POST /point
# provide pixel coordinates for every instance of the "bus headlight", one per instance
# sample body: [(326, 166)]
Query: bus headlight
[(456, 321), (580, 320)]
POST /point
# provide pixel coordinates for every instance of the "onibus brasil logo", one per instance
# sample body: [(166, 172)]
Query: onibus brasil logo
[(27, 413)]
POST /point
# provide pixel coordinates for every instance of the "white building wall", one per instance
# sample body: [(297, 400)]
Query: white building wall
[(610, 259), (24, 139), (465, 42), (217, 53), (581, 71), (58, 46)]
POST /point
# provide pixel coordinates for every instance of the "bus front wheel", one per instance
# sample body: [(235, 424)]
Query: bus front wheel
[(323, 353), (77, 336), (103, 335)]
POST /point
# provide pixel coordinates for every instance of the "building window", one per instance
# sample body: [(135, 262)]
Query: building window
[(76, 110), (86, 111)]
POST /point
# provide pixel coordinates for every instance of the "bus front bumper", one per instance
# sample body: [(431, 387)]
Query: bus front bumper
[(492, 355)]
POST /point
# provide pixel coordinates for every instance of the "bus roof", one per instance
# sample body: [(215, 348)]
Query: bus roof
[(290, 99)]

■ What is needed
Extract the data exactly as given.

■ Response to the task
POST /point
# provide pixel coordinates for every instance of the "bus headlight", one per instance
# sample body: [(326, 166)]
Query: bus headlight
[(456, 321), (580, 320)]
POST /point
# provide pixel coordinates for every instance of the "onibus brasil logo", one per instance
# sample body: [(166, 172)]
Query: onibus brasil logo
[(27, 413)]
POST /point
# provide pixel coordinates for every instance of the "white building wall", one per instance
# sample body: [(297, 400)]
Query: white building wall
[(610, 259), (24, 139), (465, 42), (217, 53), (581, 71), (58, 46)]
POST /point
# provide pixel coordinates for every instance of the "bus front wheel", one per instance
# sample body: [(235, 424)]
Query: bus front wheel
[(323, 353), (77, 336), (103, 335)]
POST /point
# provide pixel coordinates for every instance of the "building window", one per instance
# sample body: [(135, 262)]
Query: building window
[(76, 110), (86, 111)]
POST /point
# provide pixel coordinates for every instance of the "bus front bumper", one per instance
# sample body: [(431, 387)]
Query: bus front bumper
[(492, 355)]
POST /point
# provide pixel coordinates for every instance of the "bus roof", one per instance
# sample body: [(215, 348)]
Query: bus roof
[(290, 99)]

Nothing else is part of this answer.